◆ **GIVEN TEXT**
****

Development and Experiment of Manta Ray-Inspired Robot Actuated by Dielectric Elastomer Actuator

The manta ray-inspired robots have attracted widespread attention. Although, current biomimetic pectoral fins actuated by soft actuators have realized simple oscillating motion, the biomimicry needs to be improved and the strategies for improving swimming performance also need to be further investigated. In this study, a manta ray-inspired robot actuated by dielectric elastomer actuator (DEA) is developed. To achieve the large flapping amplitude of biomimetic pectoral fin, an oscillating guide bar mechanism is used to amplify the output capability of DEA. The experimental research was conducted to investigate the influence of flexible deformation of pectoral fin on swimming performance. The locomotion of the biomimetic pectoral fin has been evaluated based on the motion capture and compared with the natural manta rays quantitatively. The results indicate that oscillating motion with biological traveling wave can achieve faster swimming velocity, greater thrust, and higher efficiency. The maximum swimming velocity of biomimetic manta ray robot is 36 mm/s, and the power efficiency is up to 20.1%. The turning test of robot fish is used to verify the maneuverability (8.5°/s). Our work highlights the development and experimental study of the DEA-driven robotic manta ray, which are potentially extendable to other underwater devices and robots.

****

◆ **INFORMATION SHOWN**
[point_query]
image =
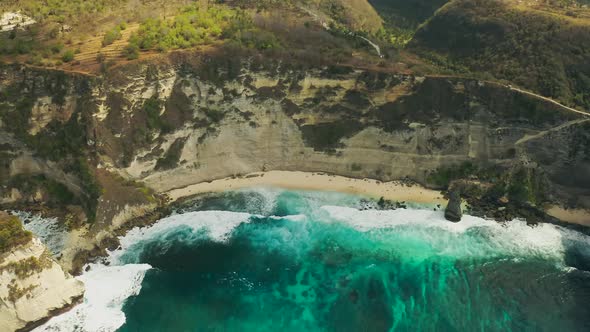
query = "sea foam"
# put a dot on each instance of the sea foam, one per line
(108, 287)
(472, 237)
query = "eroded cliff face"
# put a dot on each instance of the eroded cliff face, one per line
(33, 287)
(190, 119)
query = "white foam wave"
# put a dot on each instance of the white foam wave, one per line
(486, 238)
(107, 288)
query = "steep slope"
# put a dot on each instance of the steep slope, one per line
(536, 47)
(33, 287)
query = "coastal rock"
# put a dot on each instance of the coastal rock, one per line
(453, 210)
(33, 287)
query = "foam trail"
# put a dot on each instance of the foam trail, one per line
(108, 287)
(472, 237)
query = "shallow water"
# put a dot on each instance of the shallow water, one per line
(274, 260)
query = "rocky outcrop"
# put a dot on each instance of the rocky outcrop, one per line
(453, 211)
(33, 287)
(110, 145)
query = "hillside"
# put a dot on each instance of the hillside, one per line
(541, 47)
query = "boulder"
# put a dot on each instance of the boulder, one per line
(453, 210)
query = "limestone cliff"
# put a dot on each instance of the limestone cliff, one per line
(33, 287)
(108, 145)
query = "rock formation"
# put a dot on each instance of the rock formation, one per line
(453, 211)
(33, 287)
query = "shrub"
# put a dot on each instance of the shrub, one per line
(131, 52)
(68, 56)
(111, 36)
(12, 233)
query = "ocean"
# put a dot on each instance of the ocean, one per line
(267, 259)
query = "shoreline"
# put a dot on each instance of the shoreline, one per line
(392, 191)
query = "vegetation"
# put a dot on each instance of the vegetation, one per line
(29, 266)
(193, 26)
(519, 185)
(12, 233)
(152, 108)
(113, 35)
(545, 51)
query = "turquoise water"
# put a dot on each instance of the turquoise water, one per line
(310, 262)
(275, 260)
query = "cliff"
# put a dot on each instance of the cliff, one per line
(103, 149)
(33, 287)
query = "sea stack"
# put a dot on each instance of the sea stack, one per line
(453, 210)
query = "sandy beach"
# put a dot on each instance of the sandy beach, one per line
(395, 190)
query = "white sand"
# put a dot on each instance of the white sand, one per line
(395, 191)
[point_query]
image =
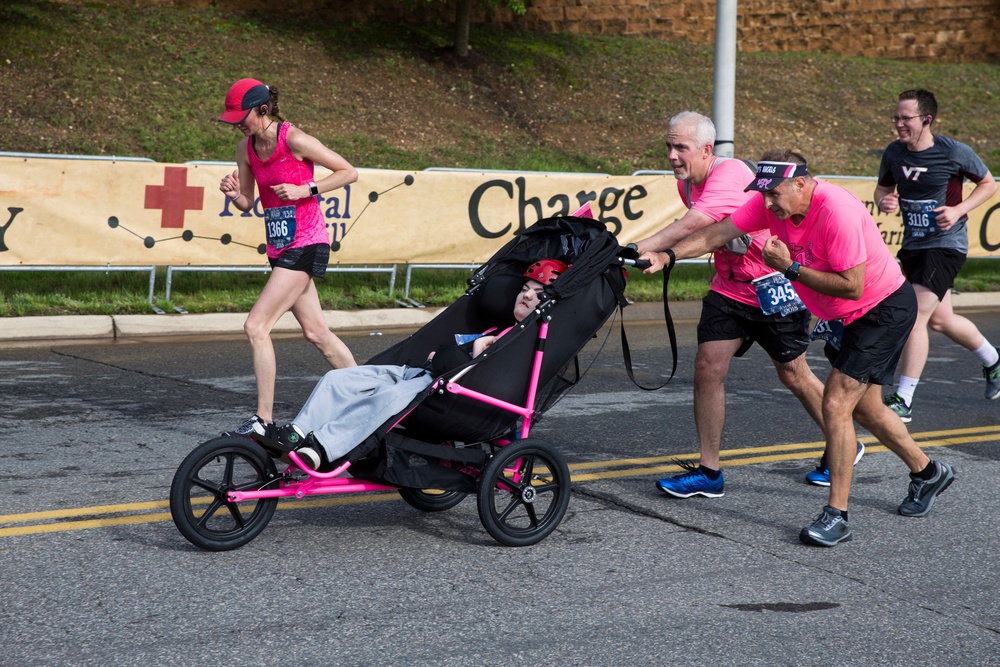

****

◆ **INSTRUCTIONS TO FOLLOW**
In the text on the manta ray-inspired robot, what is the robot's maximum swimming velocity?

◆ **REPLY**
36 mm/s